• Request
Answer the following questions using the forum thread on filtering outliers below.
(a) In the loop where col == 'C', what does df_iqr get set back to?
(b) What does the thread say cannot be assigned as a series or column in a dataframe?
(c) Which two kinds of models did the user getting a negative R2 score try?

So it's seeing an outlier in row0 and thus deleting it?

#

And yep!

paper niche
#

okay, so when col == 'B' (second loop), it sees row 2 has an outlier

#

and df_iqr will be set to a dataframe with row 2 removed

#

but then the next loop, col=='C', df_iqr gets set back to the full df_new (because there's no outliers), and row 2 appears back in df_iqr again

#

the final loop with col=='D', row 0 has an outlier, and so df_iqr is set to df_new with row 0 removed --> and that's what you get.

#

the issue here: df_new is never changing, yet df_iqr is being assigned df_new with a single column filtered (outliers removed)

#

and every loop df_iqr is being overwritten

wind plume
#

So basically it will remove the last row with an outlier? And in this case it happened to be mine

paper niche
#

it will remove rows where the last column has an outlier

wind plume
#

It sounds like I need to overwrite df_iqr[column] them

paper niche
#

so you want, at the end of everything, df_iqr and df_new to have the same shape?

#

just with the outliers to be replaced by np.nan?

wind plume
#

But if I replace df_iqr with df_iqr[column] I get a dataframe where column A is all the other columns but with the filter applied

#

Correct

#

I want the filter to apply and remove them. I figured making a new dataframe was the way to go but maybe not

paper niche
#

yea that won't be possible. you can't assign a dataframe as a series / column in a dataframe

lapis sequoia
#

hey yo

wind plume
#

Making a new dataframe out of the filtered values that is.

paper niche
#

in the simple example I have above: what is the desired output?

#

which rows should be in df_iqr?

wind plume
#

I can't easily pastrbij right now but C0 and B2 would be NaN

#

All rows

paper niche
#

okay, you're not looking to remove them then. just replacing the outlier values with nan

wind plume
#

Yes, I suppose so. When I made this before, I was only working with a one column dataframe so it wasn't bad

#

But when working with multiple columns and applying individual statistics to each column its getting hard

#

I feel like my code is very close

acoustic forge
#

I might be super dumb. But I am currently doing predictions on a dataset. I tried with both Forest and Linear regression models, but my R2 score is constantly negative

sonic night
#

Hello all, I'm novice in data analysis, I need some help, how can I show number range in x and y starting from 1? Thank you very much for your help.

• Information supplied

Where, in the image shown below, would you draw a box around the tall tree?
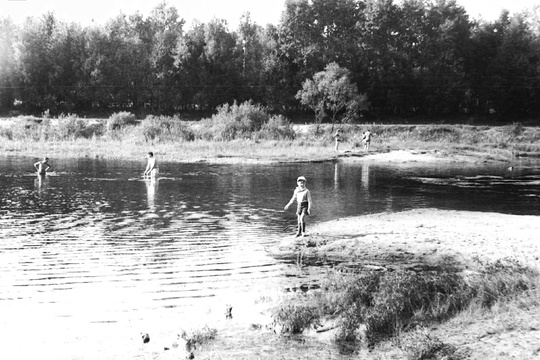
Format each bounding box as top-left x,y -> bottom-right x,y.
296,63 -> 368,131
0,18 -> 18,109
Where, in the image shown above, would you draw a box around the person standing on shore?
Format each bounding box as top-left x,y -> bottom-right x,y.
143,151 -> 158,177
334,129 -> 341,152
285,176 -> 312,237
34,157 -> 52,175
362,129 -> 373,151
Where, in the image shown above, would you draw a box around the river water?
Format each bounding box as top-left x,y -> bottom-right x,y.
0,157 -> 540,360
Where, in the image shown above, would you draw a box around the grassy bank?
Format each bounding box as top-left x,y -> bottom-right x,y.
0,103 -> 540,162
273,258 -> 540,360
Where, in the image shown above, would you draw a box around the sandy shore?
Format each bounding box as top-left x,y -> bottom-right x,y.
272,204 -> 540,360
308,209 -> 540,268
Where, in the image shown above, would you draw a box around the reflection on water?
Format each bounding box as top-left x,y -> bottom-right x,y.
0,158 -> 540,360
---
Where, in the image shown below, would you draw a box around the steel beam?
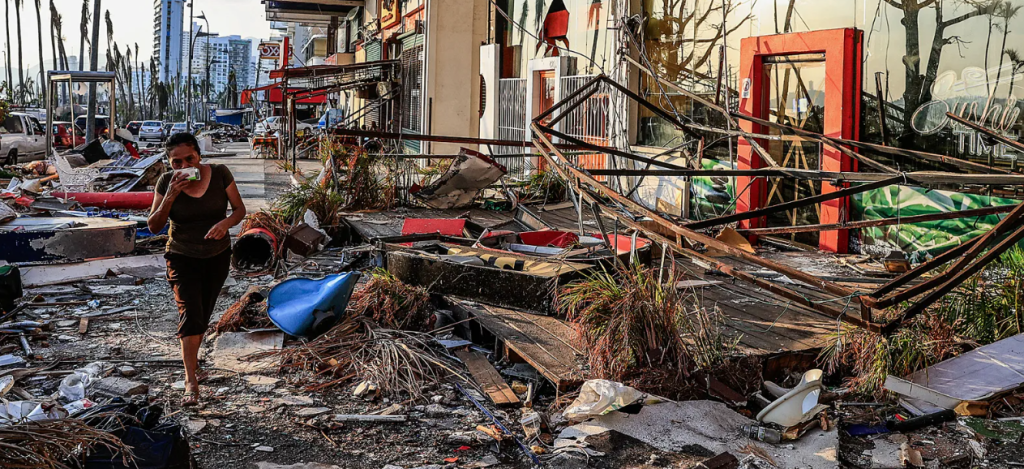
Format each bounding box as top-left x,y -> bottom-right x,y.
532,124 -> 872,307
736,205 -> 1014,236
* * *
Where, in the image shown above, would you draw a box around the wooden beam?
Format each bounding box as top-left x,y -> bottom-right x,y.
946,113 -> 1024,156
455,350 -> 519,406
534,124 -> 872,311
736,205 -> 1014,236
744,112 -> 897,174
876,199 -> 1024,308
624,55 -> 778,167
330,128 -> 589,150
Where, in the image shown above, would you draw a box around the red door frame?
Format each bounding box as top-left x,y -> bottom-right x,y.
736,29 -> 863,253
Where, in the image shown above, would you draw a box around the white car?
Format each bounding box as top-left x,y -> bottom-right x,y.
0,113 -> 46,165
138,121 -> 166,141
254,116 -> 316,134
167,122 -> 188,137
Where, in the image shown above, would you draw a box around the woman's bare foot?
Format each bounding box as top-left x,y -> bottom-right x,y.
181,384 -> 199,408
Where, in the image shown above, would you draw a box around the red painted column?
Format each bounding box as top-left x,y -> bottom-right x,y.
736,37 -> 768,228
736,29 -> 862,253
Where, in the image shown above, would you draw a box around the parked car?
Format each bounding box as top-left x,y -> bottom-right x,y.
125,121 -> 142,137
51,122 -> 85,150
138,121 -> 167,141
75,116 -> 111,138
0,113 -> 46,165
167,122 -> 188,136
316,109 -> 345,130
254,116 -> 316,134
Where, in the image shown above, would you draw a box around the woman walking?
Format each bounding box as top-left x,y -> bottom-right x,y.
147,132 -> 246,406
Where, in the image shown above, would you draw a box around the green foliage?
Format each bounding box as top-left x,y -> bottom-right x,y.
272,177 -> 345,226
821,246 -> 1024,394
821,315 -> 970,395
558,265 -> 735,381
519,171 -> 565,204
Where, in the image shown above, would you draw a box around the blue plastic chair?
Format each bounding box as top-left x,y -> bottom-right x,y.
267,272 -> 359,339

• Reply to the task
(a) It gets set back to the full df_new, because there are no outliers in that column.
(b) A dataframe cannot be assigned as a series or column in a dataframe.
(c) Forest and Linear regression models.